=== SHORT EXERCISE 1 ===
Beginning at the words "Not my point, my" and stopping after "to keep afloat.", copy out the post on jealousy among writers, changing "jealous" to "envious".
=== SHORT EXERCISE 2 ===
Extend the post on jealousy among writers past the point where it stops.

** start of EXTRACT **

It’s taken me a long
time to wrap my head around what I wanted to say here. Lots of different post
running together. All turning out with a single mindless rant whine that wasn’t
at all what I wanted to say.
The thing is, the
heading is the point. The grass is always greener on the other side, that
saying holds true to some many things, and for this case, in the way we treat
each other or what we let ourselves get worked up over.
Here’s the thing though,
when you say something on the internet it’s out there for everyone to see if
they wish, which means those rants you do, even though they aren’t really about
anyone BUT you, others see them as a direct hit on them, because like you are
hearing one thing they are hearing the other.
Examples:
- Prolific writers aren’t real, they should slow down so they edit it better
- There is nothing original in from a prolific writers books, why do they bother
- This isn’t tied up the way I was expecting the next book better not be a cliff-hanger
- This book isn’t anything like I thought it should be, write it this way
- Why isn’t the next book out yet? Why is it taking so long? There’s no reason for it, write faster or you’ll lose me as a reader
- And many more….
I’m going to get
personal here because I can only speak for myself. I’m a plot writer, which
means I don’t really fit in with genre romance, and I wish I did. I don’t have
a readymade fan base I have to start from stretch and work my way up. Sometimes
with everything I write.
This isn’t to say as a
new author you have one, but if you are a sweet, fluffy, just down right
romantic, prolific, or not, genre romance author your fan base is ready made
because it’s 90% of the readers are fans of that type of story. This isn’t to
say you don’t have to work bloody hard to get noticed or to continue getting
noticed, but it does mean that unlike authors who write in specific genre or
who write dark or somewhat controversial, or even who need to constantly switch
sub-genres, we tend to have a more difficult time getting into those circles.
This shouldn’t be the problem it is, because you should already be very aware
of these facts. The darker you go then smaller the circle you’re trying to
break into and that circle isn’t going to get any bigger and that’s before you
add sub-genres to the market.
Not my point, my point
being that this isn’t to say that you won’t, or don’t, get jealous. Even if you
don’t forget these facts about what you write and about how small your readership
is compared to others. The thing is you will still wish it, even if it’s something
you knew would take time. You will wish you could write like those people who
are making a decent amount of money when you are thinking you might need to get
a second day job just to keep afloat.

** end of EXTRACT **
** start of DATA SECTION **

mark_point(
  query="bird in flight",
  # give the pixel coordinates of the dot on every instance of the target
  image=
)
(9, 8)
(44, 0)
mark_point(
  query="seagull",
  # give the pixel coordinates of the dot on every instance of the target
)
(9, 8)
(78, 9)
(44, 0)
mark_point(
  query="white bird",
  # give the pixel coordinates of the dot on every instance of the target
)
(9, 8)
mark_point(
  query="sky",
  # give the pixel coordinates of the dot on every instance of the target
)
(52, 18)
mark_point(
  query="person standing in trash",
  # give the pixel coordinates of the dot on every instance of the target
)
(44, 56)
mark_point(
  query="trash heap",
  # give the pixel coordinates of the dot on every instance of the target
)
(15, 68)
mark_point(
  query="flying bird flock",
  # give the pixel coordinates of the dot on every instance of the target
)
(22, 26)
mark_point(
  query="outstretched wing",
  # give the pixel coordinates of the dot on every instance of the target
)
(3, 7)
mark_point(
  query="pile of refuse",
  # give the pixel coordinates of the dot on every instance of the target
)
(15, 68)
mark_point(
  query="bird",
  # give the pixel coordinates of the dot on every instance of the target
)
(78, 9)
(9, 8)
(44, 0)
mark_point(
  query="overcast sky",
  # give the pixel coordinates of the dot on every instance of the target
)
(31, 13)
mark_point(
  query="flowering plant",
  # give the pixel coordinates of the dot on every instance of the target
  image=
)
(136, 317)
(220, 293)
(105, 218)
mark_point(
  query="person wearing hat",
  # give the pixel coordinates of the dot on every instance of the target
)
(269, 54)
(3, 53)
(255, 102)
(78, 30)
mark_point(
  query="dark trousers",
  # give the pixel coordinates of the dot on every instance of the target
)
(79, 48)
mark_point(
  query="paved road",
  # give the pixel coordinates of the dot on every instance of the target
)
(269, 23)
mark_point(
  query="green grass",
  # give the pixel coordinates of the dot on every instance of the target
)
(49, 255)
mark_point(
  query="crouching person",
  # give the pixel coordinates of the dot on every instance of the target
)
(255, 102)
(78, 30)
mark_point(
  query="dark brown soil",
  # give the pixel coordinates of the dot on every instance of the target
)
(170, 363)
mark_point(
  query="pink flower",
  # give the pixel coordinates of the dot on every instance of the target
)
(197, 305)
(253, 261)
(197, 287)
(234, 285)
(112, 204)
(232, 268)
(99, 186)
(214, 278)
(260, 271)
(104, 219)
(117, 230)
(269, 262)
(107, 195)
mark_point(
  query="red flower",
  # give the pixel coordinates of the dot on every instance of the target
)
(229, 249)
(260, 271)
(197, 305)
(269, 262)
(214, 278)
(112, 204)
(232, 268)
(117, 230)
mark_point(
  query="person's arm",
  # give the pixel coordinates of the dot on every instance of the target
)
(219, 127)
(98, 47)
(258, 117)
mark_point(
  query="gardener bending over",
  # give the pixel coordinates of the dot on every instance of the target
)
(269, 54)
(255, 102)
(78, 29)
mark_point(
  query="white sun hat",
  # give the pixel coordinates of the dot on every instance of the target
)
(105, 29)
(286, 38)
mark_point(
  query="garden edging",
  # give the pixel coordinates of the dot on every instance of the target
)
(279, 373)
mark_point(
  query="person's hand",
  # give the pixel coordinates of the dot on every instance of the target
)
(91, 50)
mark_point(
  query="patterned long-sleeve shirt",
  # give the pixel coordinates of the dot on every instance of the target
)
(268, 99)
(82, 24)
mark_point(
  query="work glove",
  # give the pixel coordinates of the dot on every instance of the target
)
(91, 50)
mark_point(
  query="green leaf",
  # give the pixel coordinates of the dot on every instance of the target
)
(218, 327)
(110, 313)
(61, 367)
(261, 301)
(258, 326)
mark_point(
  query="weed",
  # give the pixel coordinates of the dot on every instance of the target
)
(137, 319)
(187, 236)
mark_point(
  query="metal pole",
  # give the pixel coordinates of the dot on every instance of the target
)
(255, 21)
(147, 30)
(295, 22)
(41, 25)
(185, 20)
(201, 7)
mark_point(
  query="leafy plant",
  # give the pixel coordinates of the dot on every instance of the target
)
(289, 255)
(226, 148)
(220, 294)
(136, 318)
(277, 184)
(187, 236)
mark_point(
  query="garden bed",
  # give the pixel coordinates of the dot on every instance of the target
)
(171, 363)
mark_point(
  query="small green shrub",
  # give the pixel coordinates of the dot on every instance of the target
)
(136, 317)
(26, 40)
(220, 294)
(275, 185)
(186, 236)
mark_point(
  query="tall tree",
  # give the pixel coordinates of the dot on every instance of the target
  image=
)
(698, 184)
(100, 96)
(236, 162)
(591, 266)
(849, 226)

** end of DATA SECTION **

=== TASK OUTPUT 1 ===
Not my point, my point
being that this isn’t to say that you won’t, or don’t, get envious. Even if you
don’t forget these facts about what you write and about how small your readership
is compared to others. The thing is you will still wish it, even if it’s something
you knew would take time. You will wish you could write like those people who
are making a decent amount of money when you are thinking you might need to get
a second day job just to keep afloat.

=== TASK OUTPUT 2 ===
1 point that needs to
be handed out here is that those people are generally never doing as good as it
seems on paper. At the moment there are a few authors who have been able to
quit their day jobs and write for a living, which makes you wonder what you’re
doing wrong. But those people have good solid fan bases and have been at it 5
to 10 years before they were able to hang up there day job. And still we won’t
hear about the massive struggles they are having until the day they speak of
finding another job. Because generally we are brought up as a society to not
talk about money and stuff like that because you might make others jealous,
it’s a taboo topic.
I am a plot writer and
I struggle to write the same thing twice. Honestly I get to about book 5 of a
series and I’m over everything about it. I need newness. I need a challenge.
Which means I can’t just write. Hell, I hate writing, it takes me forever. I
also suck, lol, I’m much better now than when I started but those books sucked.
Anyway, one of my best
friends is a prolific writer. She’s also a character writer, but more so she’s
a genre writer. Not only that she writes really fast passed character driven,
sappy romances which we all LOVE and read constantly. Really who hasn’t got one
or two or ten authors who are go to just because there books aren’t hard to
read, aren’t deep and meaningful, are just light; get you out of your head,
your life books. That’s what she writes.
I wish I could do it
but I can’t, and that sucks. Though I’ve gotten used to it, lol.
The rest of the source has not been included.